PROBLEM:
Every word of the data below has to be copied faithfully.

RECORDS PROVIDED section start

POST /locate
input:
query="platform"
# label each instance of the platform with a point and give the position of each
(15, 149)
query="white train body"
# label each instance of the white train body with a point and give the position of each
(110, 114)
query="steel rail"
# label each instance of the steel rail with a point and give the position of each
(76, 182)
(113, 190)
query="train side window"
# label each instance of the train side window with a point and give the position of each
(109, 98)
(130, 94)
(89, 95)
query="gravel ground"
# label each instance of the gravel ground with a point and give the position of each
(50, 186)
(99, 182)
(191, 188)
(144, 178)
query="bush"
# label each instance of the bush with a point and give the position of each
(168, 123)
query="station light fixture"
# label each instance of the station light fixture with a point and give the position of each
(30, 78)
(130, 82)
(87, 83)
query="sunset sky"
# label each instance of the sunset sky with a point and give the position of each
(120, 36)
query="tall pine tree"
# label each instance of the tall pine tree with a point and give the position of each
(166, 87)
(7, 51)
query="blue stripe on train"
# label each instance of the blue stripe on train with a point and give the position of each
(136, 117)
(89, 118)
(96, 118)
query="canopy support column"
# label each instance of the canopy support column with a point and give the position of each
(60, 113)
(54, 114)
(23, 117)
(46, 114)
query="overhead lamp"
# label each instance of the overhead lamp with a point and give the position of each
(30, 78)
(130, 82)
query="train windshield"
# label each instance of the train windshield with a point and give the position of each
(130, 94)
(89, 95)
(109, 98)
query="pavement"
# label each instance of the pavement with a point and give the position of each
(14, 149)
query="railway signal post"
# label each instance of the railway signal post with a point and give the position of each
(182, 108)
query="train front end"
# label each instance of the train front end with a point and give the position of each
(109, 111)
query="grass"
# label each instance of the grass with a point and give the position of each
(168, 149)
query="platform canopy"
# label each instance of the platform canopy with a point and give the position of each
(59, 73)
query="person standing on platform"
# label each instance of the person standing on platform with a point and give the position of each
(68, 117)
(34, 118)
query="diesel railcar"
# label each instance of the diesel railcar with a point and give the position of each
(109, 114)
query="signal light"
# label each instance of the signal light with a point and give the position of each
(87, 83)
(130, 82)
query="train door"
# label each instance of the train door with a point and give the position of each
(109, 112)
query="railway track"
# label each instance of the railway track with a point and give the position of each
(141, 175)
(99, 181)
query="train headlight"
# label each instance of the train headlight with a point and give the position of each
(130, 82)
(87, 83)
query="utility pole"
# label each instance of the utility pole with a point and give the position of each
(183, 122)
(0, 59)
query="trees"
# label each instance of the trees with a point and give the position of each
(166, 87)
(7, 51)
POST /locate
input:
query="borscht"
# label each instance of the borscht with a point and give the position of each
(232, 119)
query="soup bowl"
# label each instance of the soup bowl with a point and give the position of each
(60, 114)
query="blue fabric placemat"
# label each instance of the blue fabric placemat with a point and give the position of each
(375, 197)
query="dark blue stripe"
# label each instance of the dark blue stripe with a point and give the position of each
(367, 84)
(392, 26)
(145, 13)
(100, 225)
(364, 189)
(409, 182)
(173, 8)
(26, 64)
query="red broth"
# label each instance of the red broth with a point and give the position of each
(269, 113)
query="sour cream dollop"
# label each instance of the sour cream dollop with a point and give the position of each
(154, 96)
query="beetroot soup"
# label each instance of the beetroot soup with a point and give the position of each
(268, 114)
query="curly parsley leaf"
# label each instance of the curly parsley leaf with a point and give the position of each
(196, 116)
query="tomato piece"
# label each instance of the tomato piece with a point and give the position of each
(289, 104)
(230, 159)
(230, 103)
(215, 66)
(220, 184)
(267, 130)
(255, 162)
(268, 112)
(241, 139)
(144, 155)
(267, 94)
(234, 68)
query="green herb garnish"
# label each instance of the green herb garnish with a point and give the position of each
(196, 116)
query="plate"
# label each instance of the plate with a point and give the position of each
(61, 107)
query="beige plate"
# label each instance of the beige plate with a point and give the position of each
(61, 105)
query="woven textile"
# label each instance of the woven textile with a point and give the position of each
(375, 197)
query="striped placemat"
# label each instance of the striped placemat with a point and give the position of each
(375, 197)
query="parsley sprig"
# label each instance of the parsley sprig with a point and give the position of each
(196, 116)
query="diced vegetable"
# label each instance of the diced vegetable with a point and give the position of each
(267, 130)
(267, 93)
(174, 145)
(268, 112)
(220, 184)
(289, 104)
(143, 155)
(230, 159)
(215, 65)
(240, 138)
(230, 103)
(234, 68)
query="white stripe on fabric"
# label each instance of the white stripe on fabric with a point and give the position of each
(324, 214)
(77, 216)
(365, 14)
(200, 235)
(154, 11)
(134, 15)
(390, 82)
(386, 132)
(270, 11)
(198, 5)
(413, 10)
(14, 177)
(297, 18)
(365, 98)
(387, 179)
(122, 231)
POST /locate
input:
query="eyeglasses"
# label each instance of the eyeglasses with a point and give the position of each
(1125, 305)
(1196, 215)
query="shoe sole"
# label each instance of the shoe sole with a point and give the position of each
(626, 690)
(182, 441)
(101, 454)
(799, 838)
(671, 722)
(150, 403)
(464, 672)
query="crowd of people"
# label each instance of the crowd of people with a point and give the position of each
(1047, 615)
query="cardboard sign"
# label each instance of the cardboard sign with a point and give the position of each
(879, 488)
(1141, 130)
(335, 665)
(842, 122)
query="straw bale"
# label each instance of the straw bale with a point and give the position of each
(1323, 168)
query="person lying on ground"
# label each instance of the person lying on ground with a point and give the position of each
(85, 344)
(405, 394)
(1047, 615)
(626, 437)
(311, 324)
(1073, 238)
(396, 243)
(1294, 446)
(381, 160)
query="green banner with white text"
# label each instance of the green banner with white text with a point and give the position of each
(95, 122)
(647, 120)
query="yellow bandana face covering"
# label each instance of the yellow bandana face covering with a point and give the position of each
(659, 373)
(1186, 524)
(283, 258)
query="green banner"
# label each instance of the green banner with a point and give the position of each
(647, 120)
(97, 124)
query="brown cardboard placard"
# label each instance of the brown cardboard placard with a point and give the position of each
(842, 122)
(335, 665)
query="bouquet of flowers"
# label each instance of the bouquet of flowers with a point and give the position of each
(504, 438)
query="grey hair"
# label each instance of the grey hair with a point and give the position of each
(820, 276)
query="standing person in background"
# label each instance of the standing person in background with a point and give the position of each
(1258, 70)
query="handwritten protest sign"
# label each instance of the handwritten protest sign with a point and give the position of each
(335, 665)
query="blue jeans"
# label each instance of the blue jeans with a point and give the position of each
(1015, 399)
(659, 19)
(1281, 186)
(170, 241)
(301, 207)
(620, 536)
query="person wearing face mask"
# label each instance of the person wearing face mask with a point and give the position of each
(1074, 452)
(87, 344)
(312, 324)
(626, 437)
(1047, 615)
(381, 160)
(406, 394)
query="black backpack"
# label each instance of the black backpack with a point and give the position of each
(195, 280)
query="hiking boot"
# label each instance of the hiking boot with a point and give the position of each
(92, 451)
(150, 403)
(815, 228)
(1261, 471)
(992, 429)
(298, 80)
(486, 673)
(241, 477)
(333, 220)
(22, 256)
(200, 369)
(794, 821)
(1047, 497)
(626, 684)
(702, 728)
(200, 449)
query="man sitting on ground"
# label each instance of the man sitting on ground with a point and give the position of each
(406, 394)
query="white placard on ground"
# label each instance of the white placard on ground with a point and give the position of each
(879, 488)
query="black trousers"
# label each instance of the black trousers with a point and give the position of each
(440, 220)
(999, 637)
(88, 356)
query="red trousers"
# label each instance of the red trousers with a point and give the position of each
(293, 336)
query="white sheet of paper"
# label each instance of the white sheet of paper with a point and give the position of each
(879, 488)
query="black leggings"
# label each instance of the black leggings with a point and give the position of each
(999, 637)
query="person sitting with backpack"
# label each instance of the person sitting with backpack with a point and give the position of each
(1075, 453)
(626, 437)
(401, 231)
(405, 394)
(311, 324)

RECORDS PROVIDED section end

YOUR SOLUTION:
POST /locate
input:
query="platform"
# label each instance of the platform with a point and give the position of each
(15, 149)
query="white train body"
# label each instance of the white train body with a point and give the position of each
(110, 114)
query="steel rail"
# label each instance of the steel rail with a point and give the position of each
(76, 182)
(113, 190)
query="train side window"
# label each instance of the train side window with a point and give the position of each
(109, 98)
(130, 94)
(89, 95)
query="gravel ground"
# label each instance of the gravel ground with a point and give the position of each
(50, 186)
(99, 182)
(191, 188)
(144, 178)
query="bush"
# label each instance of the bush with a point and give the position of each
(168, 123)
query="station light fixture"
# label each instance of the station light fixture with a point and give the position of each
(30, 78)
(130, 82)
(87, 83)
query="sunset sky"
# label each instance of the sunset sky with a point and give the position of each
(120, 36)
query="tall pine tree"
# label each instance of the tall pine tree with a point and give the position of each
(166, 87)
(7, 51)
query="blue stripe on train"
# label each instance of the blue stripe on train with a point and give the position of each
(136, 117)
(89, 118)
(96, 118)
query="canopy support column"
# label each instance of the canopy support column with a point and give the position of each
(60, 113)
(54, 114)
(23, 117)
(46, 114)
query="overhead lamp"
# label each instance of the overhead lamp with a point and give the position of each
(30, 78)
(130, 82)
query="train windshield"
# label each instance of the train windshield with a point and give the position of each
(130, 94)
(89, 95)
(109, 98)
query="pavement"
# label each instance of the pavement with a point and give the position of each
(14, 149)
query="railway signal post"
# label each instance of the railway signal post with a point and give the position of each
(182, 108)
query="train front end"
# label each instance of the train front end with a point and give the position of each
(109, 111)
query="grass"
# label each instance of the grass with a point and give the position of each
(168, 149)
query="platform canopy"
# label each instance of the platform canopy with a point and give the position of each
(59, 73)
query="person standing on platform"
# label each instance of the person standing on platform with a point and give the position of each
(68, 117)
(34, 118)
query="diesel railcar"
# label each instance of the diesel railcar with a point and give the position of each
(109, 114)
query="signal light"
# label each instance of the signal light with a point and give the position of each
(87, 83)
(130, 82)
query="train door"
# label each instance of the train door with a point and give the position of each
(109, 112)
query="railway track"
# label each instance of the railway track with a point and give the position of each
(141, 175)
(99, 181)
query="train headlight"
# label each instance of the train headlight with a point and give the position of each
(130, 82)
(87, 83)
query="utility pole"
# label each instance of the utility pole with a point and give the position of each
(183, 122)
(0, 59)
query="trees"
# label each instance of the trees with a point and give the position of each
(166, 87)
(7, 51)
POST /locate
input:
query="borscht"
# label each instance of the borscht with a point and give the position of each
(232, 119)
query="soup bowl"
# label each instance of the soup bowl with a point and give the position of each
(60, 114)
query="blue fabric placemat"
# label each instance of the blue fabric placemat with a point and give the position of each
(375, 197)
query="dark blue stripe"
# label each instance of the dark blue stripe with a point and give the position of each
(367, 84)
(392, 26)
(145, 13)
(100, 225)
(364, 189)
(409, 182)
(173, 8)
(26, 64)
query="red broth"
# label each instance of the red broth with a point and give the position of each
(269, 113)
query="sour cream dollop"
# label each instance of the sour cream dollop with a point and give the position of each
(154, 96)
query="beetroot soup"
# label each instance of the beetroot soup with a point and give the position of each
(268, 114)
query="curly parsley leaf"
# label each instance of the curly parsley leaf with a point and give the position of each
(196, 116)
query="tomato piece"
# label each instance of the tomato piece with a point and give the position of each
(289, 104)
(230, 159)
(230, 103)
(215, 66)
(220, 184)
(267, 130)
(255, 162)
(268, 112)
(241, 139)
(144, 155)
(267, 94)
(234, 68)
query="green herb garnish"
# label each instance of the green herb garnish with a point and give the position of each
(196, 116)
query="plate"
# label each instance of the plate with a point and give the position of each
(61, 107)
query="beige plate"
# label each instance of the beige plate with a point and give the position of each
(61, 105)
query="woven textile"
# label each instance of the woven textile with a point and give the position of each
(375, 197)
query="striped placemat"
# label each instance of the striped placemat with a point and give the position of each
(375, 197)
query="parsley sprig"
# label each instance of the parsley sprig with a point and give the position of each
(196, 116)
query="diced vegetable"
# label each instance of the diced vegetable with a point and give the position of each
(267, 130)
(267, 93)
(174, 145)
(268, 112)
(220, 184)
(289, 104)
(143, 155)
(230, 159)
(215, 65)
(240, 138)
(230, 103)
(234, 68)
query="white stripe on fabric"
# label each instance of the white stripe on fabric with a point and give the position of each
(324, 214)
(77, 216)
(365, 14)
(200, 235)
(154, 11)
(134, 15)
(390, 82)
(386, 132)
(270, 11)
(198, 5)
(413, 10)
(14, 177)
(297, 18)
(365, 98)
(387, 179)
(122, 231)
POST /locate
input:
query="eyeglasses"
# label each instance of the eyeglasses with a point and give the position of each
(1125, 305)
(1196, 215)
query="shoe sole"
# label each instance of the shoe sole with a point and give the position of each
(626, 690)
(182, 441)
(101, 454)
(799, 838)
(671, 722)
(150, 403)
(464, 672)
query="crowd of people"
# label each instance of the crowd of people with a point and give the position of each
(1047, 615)
query="cardboard sign"
# label each instance of the cardboard sign with a point and give the position of each
(879, 488)
(1141, 130)
(335, 665)
(842, 122)
query="straw bale"
# label each instance of the straw bale with a point and give the position of each
(1323, 168)
query="person lying on ground"
# label each instance of the person lying on ground with a point and give the position of each
(85, 344)
(405, 394)
(1047, 615)
(626, 437)
(311, 324)
(1073, 238)
(396, 243)
(1294, 446)
(381, 160)
query="green banner with white text"
# label each instance of the green banner with white text with a point and give the position of each
(95, 122)
(647, 120)
query="yellow bandana face covering"
# label each instance of the yellow bandana face covering with a point and give the position of each
(659, 373)
(1186, 524)
(283, 258)
query="green banner"
# label each instance of the green banner with a point and give the position of each
(647, 120)
(97, 124)
query="brown cardboard placard"
# label each instance of the brown cardboard placard with a point and give the position of each
(842, 122)
(335, 665)
query="bouquet of flowers"
# label each instance of the bouquet of flowers with a point and give the position of each
(504, 438)
query="grey hair"
# label each instance of the grey hair with a point and give the position of each
(820, 276)
query="standing person in background"
# label each instance of the standing person in background with a point and give the position of each
(1258, 70)
query="handwritten protest sign"
# label each instance of the handwritten protest sign with a point and give the position of each
(335, 665)
query="blue jeans"
# label each instance of the blue jeans with a point and give the position of each
(1015, 399)
(659, 19)
(1281, 186)
(170, 241)
(301, 207)
(620, 536)
query="person wearing face mask"
# label each instance of the person wearing face mask with a point and give the position of each
(1074, 452)
(87, 344)
(312, 324)
(626, 437)
(1047, 615)
(381, 160)
(406, 394)
query="black backpack"
# label each instance of the black backpack with a point and give the position of each
(195, 280)
query="hiking boot"
# label each instance of the hiking boot with a point and give the position of each
(92, 451)
(150, 403)
(815, 228)
(1261, 471)
(992, 429)
(298, 80)
(486, 673)
(241, 477)
(333, 220)
(22, 256)
(200, 369)
(794, 821)
(1047, 497)
(626, 684)
(702, 728)
(200, 449)
query="man sitting on ground"
# label each instance of the man sitting on ground with a point and give the position of each
(406, 394)
query="white placard on ground"
# label each instance of the white placard on ground with a point and give the position of each
(879, 488)
query="black trousers"
# label each instance of the black trousers with a point and give the position of each
(440, 220)
(999, 637)
(88, 356)
query="red trousers"
# label each instance of the red trousers with a point and give the position of each
(293, 336)
query="white sheet of paper"
# label each instance of the white sheet of paper with a point and give the position of each
(879, 488)
query="black leggings"
# label each instance of the black leggings with a point and give the position of each
(999, 637)
query="person sitting with backpack"
# label each instance of the person sitting with backpack with a point and give the position of each
(1075, 453)
(626, 437)
(401, 231)
(405, 394)
(311, 324)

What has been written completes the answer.